§ What the exercise asks: Every line in the data below that has the word "query" should be returned.
==== Entries shown ====
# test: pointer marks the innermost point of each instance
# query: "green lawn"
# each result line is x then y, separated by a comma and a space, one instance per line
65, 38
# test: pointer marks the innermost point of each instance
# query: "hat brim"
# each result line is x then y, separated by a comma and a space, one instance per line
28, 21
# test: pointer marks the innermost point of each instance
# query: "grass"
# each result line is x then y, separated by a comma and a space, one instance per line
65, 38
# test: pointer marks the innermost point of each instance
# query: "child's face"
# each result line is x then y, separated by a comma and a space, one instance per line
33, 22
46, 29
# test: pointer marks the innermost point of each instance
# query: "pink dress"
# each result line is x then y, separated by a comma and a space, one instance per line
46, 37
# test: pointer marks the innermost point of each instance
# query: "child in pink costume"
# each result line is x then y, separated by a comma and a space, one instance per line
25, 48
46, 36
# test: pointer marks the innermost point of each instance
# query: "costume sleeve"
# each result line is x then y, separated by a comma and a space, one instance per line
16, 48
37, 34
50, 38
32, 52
====
§ Your response:
# query: "green lawn"
# query: "hat brim"
# query: "grass"
# query: "child's face"
# query: "pink dress"
# query: "child in pink costume"
# query: "costume sleeve"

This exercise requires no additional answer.